> **Recorded data**:

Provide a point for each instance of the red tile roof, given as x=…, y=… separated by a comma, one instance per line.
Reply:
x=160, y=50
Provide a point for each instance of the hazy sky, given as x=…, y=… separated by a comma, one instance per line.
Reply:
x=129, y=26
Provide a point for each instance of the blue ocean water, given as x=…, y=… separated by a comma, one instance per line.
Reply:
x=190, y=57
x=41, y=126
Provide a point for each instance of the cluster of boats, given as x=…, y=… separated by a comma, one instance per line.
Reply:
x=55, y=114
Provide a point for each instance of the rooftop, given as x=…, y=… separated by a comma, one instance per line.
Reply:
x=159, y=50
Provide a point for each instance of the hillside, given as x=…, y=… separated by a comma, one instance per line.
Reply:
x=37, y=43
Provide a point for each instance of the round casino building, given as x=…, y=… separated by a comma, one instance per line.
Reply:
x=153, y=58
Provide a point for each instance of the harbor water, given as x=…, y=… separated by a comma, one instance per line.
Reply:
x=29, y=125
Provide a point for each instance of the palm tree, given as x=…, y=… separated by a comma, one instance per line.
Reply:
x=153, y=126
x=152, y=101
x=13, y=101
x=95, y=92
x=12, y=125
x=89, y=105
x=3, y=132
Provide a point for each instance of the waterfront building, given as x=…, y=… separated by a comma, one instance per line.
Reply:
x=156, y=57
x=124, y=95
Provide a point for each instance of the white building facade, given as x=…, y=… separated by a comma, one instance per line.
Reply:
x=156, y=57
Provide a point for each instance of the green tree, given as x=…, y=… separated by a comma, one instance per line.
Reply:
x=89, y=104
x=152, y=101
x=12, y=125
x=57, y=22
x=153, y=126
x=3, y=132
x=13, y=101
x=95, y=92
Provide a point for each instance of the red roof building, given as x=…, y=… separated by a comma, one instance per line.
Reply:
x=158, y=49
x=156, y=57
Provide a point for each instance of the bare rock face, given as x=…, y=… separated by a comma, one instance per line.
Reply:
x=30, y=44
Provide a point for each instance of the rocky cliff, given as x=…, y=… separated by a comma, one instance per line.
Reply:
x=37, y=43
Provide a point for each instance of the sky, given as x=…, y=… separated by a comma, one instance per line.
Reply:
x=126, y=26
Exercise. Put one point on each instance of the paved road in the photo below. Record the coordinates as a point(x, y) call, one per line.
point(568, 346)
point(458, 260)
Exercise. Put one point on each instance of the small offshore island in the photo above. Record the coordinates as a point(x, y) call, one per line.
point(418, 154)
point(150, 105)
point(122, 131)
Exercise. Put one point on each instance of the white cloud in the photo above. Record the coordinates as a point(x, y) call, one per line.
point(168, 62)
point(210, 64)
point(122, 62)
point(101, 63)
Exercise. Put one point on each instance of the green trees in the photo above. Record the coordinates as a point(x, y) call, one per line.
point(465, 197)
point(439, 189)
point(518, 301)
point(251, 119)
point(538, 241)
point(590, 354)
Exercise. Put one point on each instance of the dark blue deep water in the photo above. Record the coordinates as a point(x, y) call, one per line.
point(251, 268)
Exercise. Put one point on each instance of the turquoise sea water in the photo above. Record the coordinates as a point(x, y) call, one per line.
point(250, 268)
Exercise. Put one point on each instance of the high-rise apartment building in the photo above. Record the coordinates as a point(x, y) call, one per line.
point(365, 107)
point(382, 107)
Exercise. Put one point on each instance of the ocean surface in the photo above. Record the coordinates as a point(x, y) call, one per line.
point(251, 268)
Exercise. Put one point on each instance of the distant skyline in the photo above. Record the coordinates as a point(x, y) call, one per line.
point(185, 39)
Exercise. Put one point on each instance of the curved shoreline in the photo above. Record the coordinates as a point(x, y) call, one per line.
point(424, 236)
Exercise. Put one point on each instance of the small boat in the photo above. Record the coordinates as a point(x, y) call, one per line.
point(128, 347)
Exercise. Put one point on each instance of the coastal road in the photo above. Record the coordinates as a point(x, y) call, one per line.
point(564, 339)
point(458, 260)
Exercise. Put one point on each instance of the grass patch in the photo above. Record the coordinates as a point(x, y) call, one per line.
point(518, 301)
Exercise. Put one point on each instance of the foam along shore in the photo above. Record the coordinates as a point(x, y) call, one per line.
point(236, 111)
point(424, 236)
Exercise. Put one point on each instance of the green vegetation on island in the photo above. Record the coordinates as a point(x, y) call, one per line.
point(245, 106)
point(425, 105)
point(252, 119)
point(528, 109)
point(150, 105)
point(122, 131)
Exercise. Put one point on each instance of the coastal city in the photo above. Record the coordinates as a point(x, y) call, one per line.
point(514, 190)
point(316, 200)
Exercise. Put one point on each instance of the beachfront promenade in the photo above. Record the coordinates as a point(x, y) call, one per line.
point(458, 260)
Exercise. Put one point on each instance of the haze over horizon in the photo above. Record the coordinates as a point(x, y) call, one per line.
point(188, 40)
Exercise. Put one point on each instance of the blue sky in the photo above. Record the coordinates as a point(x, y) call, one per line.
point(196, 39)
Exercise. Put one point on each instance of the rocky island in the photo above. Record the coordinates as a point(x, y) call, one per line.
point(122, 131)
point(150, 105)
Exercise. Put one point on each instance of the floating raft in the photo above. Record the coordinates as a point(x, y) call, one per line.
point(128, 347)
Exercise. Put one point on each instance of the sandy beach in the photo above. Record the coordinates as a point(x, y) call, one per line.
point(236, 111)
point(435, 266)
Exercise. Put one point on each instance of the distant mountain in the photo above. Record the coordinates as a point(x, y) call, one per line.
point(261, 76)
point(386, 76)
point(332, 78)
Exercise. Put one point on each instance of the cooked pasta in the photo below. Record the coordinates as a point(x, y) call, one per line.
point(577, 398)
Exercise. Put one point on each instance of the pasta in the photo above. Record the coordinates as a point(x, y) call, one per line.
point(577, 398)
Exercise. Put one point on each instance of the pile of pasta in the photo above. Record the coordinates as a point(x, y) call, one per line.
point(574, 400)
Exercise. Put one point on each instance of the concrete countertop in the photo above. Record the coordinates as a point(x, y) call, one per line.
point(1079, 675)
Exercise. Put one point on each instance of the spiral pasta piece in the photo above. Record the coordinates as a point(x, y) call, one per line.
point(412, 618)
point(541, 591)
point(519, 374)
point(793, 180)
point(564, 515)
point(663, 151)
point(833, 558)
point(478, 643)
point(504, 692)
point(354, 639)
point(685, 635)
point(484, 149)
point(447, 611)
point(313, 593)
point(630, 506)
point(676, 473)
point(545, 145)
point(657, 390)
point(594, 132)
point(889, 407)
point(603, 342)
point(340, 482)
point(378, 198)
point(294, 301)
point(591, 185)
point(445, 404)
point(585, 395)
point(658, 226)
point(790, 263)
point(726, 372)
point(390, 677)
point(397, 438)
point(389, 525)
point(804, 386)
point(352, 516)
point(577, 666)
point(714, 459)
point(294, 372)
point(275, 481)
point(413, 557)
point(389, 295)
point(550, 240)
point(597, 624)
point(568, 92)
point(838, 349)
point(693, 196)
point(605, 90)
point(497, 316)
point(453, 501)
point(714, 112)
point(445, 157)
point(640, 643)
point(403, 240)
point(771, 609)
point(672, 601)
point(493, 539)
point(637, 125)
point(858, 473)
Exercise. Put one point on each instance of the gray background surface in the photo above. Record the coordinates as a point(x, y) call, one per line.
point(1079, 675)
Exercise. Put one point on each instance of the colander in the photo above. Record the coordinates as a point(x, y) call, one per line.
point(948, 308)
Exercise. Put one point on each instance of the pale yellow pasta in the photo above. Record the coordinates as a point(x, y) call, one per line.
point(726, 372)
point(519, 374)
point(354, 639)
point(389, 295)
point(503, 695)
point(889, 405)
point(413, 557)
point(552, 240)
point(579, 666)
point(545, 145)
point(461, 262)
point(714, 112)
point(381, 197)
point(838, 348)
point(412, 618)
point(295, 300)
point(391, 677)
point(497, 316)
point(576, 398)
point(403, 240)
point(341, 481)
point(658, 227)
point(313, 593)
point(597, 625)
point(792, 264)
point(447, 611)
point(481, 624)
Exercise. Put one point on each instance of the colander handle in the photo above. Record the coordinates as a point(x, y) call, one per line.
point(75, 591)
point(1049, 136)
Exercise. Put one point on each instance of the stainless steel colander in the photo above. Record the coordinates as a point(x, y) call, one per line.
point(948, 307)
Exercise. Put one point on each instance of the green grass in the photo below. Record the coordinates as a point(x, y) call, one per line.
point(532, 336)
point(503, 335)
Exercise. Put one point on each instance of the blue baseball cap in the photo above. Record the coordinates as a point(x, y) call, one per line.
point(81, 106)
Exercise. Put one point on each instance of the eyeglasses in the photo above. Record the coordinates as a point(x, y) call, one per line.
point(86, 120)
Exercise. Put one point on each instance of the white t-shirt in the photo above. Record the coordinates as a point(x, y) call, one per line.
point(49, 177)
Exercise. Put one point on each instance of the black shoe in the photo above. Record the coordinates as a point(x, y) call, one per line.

> **Problem**: Reproduce word for word the lines of the records above, beginning at the first and ending with the line where "Provide a point for each instance of the hazy" appears, and nothing past it.

> **Task solution**:
Provide a point for each instance of the red tile roof, given as x=…, y=… separated by a comma, one instance per line.
Reply:
x=160, y=50
Provide a point for each instance of the hazy sky, given as x=…, y=… separated by a comma, one instance per line.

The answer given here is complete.